> ENUNCIADO 1: Expresa todos los registros del listado de datos como un CSV de dos columnas, consulta y resultado, con una fila por registro. Pon el enunciado y su respuesta cada uno en un solo campo entre comillas, y sustituye los saltos de línea por espacios.

> TEXTO PROPORCIONADO:
━━━━━━

Por Sebastián Grandi (*)
En 1965, en la víspera del debut de The Rolling Stones en Canadá, el locutor de la CBC Larry Zolf entrevistó a la banda para indagar sobre las «screamies», como les decían a las chicas que gritaban al verlos, pero lanzó la pregunta que definió la estrategia de marketing de la banda: ¿Dejaría que su hija se case con un Rolling Stone? Jagger y compañía eran los chicos malos del rock que espantaban a los jóvenes del camino correcto, el reverso perfecto a The Beatles, que ya habían sido aceptados por su candidez y simpatía.
Si la pregunta la hiciese hoy ante la imagen de un hijo o hija fanatizado por la estrella pop global del momento, ¿dejaría que su hijo sea criado por Taylor Swift? Es tanta la cantidad de horas que alguien se expone a la música de ella, a su manera de pensar, a sus más mínimas acciones —pensadas como cuidadosas estrategias o surgidas de la más pura naturalidad— que la pregunta sigue siendo válida.
Su poder e influencia toca desde las relaciones humanas hasta la política, desde el mercado del entretenimiento hasta la exportación de los valores típicamente estadounidenses. La cantante de Nashville tiene tal llegada al corazón de millones de personas en todo el mundo que el poder que ejerce es descomunal. Casi como cuando The Beatles revolucionaron el mundo, somos testigos de cambios profundos que son liderados por una cantante de treinta y dos años que en apariencia solo escribe canciones de amor.
Hace casi diez años vi a Taylor Swift en un festival en Londres. Fue poco antes de Navidad, la ciudad estaba decorada para las fiestas y en la calle la temperatura no subía de los 2 grados, pero en el interior del O2 Arena el público —en su mayoría adolescentes, muchos acompañados por sus padres— ardía por ver una sucesión de figuras de lo último del pop que iban a tocar esa noche.
Ed Sheeran era entonces la estrella emergente y la excusa que me había llevado hasta allí, pero también estaban anunciados Sam Smith y Olly Murs. Taylor Swift estaba agendada para el cierre y venía de ponerle a su último disco el nombre del año en que nació: 1989.
Entonces pensaba que era casi una desfachatez exhibir esa fecha como quien pretende remontarse a una conexión con un pasado lejano, aunque el disco me pareció bastante bueno. Había conseguido una edición especial que venía con fotos tipo Polaroid que transmitían esta sensación de historia personal que contar.
Pero yo estaba aquella noche más ansioso por ver a las nuevas figuras que venían a copar los charts, acaso por esa tendencia que tenemos los periodistas de dejarnos sorprender por lo último. Uno a uno los artistas fueron pasando y en algún momento me compré una cerveza para ver sentado el show de Taylor Swift que remataba la noche.
En los festivales los sets de cada artista suelen ser cortos y precisos. Es poco el tiempo que se tiene para desplegar la música, el carisma y el espectáculo y aquel que no tenga la certeza de que no va a jugar al cine por cien debería optar por dar un concierto en solitario en alguna otra parte. Hay que salir a matar, como dicen entre bambalinas. Y hasta que ella subió, debo decir, nadie me había matado.

━━━━━━

> ENUNCIADO 2: Transcribe del texto sobre Taylor Swift el fragmento que va de "Hace casi diez" a "tocar esa noche.", ambos incluidos.

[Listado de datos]

━━━━━━

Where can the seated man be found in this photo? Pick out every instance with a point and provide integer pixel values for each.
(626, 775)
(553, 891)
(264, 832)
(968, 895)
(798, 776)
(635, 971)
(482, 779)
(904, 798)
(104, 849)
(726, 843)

━━━━━━

> RESULTADO FINAL 1:
consulta,resultado
"Where can the seated man be found in this photo? Pick out every instance with a point and provide integer pixel values for each.","(626, 775) (553, 891) (264, 832) (968, 895) (798, 776) (635, 971) (482, 779) (904, 798) (104, 849) (726, 843)"

> RESULTADO FINAL 2:
Hace casi diez años vi a Taylor Swift en un festival en Londres. Fue poco antes de Navidad, la ciudad estaba decorada para las fiestas y en la calle la temperatura no subía de los 2 grados, pero en el interior del O2 Arena el público —en su mayoría adolescentes, muchos acompañados por sus padres— ardía por ver una sucesión de figuras de lo último del pop que iban a tocar esa noche.